--- BEGIN ---

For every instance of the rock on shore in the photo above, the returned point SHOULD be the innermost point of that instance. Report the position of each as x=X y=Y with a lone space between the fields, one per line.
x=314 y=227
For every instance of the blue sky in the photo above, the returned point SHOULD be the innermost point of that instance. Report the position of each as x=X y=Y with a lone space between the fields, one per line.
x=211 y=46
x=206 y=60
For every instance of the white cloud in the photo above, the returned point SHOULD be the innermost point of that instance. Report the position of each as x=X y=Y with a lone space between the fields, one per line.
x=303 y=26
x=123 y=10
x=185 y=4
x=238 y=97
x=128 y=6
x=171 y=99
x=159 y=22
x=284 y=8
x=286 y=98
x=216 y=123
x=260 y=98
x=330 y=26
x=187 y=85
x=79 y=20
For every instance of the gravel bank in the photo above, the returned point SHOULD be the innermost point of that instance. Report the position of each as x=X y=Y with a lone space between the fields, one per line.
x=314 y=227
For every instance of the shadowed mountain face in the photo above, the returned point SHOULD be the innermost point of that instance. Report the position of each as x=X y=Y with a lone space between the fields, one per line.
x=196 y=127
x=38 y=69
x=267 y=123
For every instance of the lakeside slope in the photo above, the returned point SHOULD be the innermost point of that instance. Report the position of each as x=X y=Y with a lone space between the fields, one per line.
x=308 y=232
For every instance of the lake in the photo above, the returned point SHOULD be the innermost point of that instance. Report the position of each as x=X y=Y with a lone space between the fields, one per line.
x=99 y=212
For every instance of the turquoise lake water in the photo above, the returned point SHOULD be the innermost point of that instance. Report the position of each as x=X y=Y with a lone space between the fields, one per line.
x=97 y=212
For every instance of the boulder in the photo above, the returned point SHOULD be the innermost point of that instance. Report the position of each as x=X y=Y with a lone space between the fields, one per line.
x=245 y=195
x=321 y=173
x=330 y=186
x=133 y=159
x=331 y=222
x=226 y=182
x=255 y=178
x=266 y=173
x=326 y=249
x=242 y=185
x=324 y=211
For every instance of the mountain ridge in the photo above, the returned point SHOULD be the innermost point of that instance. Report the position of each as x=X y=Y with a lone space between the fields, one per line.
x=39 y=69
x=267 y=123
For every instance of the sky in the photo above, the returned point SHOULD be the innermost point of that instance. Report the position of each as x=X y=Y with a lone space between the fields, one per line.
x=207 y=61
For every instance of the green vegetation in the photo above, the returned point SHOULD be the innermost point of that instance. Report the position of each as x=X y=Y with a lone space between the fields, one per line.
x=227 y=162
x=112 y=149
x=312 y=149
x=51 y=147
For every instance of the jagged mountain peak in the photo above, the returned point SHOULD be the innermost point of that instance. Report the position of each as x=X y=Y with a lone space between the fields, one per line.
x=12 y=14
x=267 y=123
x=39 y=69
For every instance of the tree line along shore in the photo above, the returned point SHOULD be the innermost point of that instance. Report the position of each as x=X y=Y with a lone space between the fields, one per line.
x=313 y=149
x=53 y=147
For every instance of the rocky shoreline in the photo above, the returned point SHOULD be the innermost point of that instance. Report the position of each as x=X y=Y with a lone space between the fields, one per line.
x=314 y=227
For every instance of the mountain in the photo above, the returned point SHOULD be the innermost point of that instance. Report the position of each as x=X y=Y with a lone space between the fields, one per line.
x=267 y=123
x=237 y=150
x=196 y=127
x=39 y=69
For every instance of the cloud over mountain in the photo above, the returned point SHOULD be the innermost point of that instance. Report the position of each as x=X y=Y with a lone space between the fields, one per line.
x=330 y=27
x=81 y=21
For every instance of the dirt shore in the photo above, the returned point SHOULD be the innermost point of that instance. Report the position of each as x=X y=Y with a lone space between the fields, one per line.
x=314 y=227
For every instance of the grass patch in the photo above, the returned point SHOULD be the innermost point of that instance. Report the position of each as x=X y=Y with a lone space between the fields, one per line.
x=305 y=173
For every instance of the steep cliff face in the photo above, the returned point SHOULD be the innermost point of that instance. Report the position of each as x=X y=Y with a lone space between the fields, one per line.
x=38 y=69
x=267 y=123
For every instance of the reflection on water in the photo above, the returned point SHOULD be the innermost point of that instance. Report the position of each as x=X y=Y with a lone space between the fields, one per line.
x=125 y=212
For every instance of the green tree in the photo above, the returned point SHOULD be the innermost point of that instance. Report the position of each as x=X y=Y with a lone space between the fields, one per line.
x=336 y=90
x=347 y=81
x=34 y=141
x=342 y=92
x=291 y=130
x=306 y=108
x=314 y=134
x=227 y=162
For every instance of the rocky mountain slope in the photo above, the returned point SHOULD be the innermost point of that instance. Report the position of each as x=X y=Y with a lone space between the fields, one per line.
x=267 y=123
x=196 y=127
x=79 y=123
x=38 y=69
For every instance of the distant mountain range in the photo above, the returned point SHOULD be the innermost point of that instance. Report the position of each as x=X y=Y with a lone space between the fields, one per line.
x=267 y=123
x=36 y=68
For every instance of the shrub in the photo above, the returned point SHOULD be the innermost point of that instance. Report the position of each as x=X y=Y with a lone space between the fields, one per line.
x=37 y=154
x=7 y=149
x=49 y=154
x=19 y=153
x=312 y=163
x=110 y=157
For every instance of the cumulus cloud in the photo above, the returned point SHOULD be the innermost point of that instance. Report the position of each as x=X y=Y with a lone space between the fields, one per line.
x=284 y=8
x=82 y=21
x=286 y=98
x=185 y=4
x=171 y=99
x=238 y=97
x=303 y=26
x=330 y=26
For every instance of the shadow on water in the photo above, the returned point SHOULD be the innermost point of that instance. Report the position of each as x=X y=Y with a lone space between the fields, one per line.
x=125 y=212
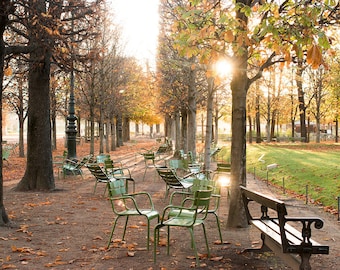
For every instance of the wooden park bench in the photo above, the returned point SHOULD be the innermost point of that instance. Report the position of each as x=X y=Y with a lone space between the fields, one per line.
x=279 y=236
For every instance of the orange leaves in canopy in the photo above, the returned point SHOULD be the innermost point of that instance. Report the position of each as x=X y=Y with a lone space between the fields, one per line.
x=314 y=56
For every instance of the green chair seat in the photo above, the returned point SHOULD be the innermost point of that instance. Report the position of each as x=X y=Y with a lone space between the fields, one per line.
x=198 y=205
x=130 y=204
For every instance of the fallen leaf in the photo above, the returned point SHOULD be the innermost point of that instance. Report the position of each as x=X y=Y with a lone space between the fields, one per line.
x=131 y=254
x=215 y=259
x=9 y=266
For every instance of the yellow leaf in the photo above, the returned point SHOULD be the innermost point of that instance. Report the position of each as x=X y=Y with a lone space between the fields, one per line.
x=228 y=36
x=8 y=71
x=314 y=56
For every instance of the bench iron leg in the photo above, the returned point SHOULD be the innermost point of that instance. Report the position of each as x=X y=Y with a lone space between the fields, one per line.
x=263 y=248
x=305 y=265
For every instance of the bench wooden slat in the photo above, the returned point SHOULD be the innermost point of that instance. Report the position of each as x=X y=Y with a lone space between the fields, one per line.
x=278 y=235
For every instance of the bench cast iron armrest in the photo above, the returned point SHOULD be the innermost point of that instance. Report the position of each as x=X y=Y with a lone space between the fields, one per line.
x=306 y=231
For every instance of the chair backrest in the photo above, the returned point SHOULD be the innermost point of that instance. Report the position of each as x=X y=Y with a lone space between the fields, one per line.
x=199 y=184
x=149 y=156
x=102 y=157
x=111 y=168
x=202 y=201
x=82 y=162
x=97 y=172
x=169 y=176
x=181 y=164
x=116 y=188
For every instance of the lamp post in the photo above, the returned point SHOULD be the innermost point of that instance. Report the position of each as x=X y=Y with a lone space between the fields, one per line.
x=71 y=129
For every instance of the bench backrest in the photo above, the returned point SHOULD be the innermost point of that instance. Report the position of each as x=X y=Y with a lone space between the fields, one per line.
x=265 y=201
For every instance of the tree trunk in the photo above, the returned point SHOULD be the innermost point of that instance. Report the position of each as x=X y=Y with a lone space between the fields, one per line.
x=192 y=108
x=4 y=7
x=177 y=132
x=184 y=131
x=208 y=129
x=239 y=87
x=39 y=169
x=113 y=135
x=258 y=120
x=302 y=107
x=126 y=129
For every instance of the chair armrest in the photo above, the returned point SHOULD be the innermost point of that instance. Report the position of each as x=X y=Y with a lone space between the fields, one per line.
x=306 y=222
x=141 y=194
x=174 y=207
x=318 y=222
x=182 y=193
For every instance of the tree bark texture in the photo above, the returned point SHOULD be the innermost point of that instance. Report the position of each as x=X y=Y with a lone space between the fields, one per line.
x=39 y=169
x=4 y=10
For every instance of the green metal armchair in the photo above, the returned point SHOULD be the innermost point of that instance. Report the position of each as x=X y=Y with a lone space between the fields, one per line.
x=127 y=205
x=198 y=205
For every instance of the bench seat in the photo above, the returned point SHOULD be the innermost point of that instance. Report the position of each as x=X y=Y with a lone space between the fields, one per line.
x=294 y=246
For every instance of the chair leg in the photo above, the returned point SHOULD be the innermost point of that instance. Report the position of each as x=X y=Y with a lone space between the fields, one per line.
x=126 y=221
x=168 y=242
x=194 y=245
x=144 y=173
x=218 y=226
x=95 y=186
x=156 y=239
x=206 y=240
x=113 y=229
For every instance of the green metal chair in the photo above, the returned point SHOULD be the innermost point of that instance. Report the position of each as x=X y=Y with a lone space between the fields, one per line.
x=198 y=205
x=199 y=184
x=173 y=181
x=99 y=174
x=126 y=205
x=149 y=161
x=116 y=170
x=74 y=167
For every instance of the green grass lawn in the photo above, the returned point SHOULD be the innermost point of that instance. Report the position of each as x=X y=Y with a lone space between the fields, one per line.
x=316 y=166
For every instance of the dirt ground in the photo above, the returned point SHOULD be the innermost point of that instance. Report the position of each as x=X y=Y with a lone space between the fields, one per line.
x=69 y=228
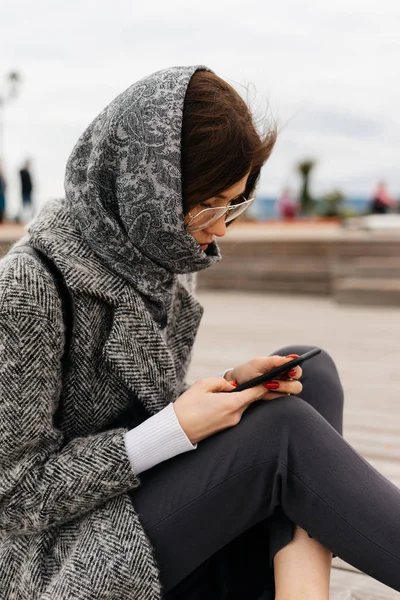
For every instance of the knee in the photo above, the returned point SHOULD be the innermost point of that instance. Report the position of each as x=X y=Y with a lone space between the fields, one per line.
x=282 y=417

--- END ---

Take the line containing "For every instance of the chair leg" through the last line of the material and retype exactly those lines, both ends included, with no pictures.

For every instance of the chair leg in the photo above, the returned point SHOULD be the innermost point of that instance. Report the position of each as x=X y=Y with a lone space between the fields, one per line.
x=126 y=221
x=168 y=242
x=194 y=245
x=144 y=173
x=218 y=226
x=95 y=186
x=156 y=239
x=206 y=240
x=113 y=229
For every instance of the green metal chair in the photo above, the returned point SHOULD be the innermost point of that instance. Report the position of each as x=X y=Y with a lone space between the fields, one per line.
x=198 y=205
x=199 y=184
x=173 y=181
x=99 y=174
x=126 y=205
x=149 y=161
x=116 y=170
x=74 y=167
For every instance of the green grass lawn in the photo above, the returned point SHOULD be the innermost point of that instance. Report the position of each as x=X y=Y with a lone space between the fields, one per line.
x=316 y=166
For every instance of the dirt ground in the photo above, the returned point SHOULD be the innermost point of that instance. Report the position of each as x=X y=Y with a lone space between the fields, one per line.
x=69 y=228
For every instance of the knee in the photo above, the returned point SHOULD be the innermost point of that instance. Report the position of each as x=X y=Y with a lone space between the fields, one per line.
x=282 y=417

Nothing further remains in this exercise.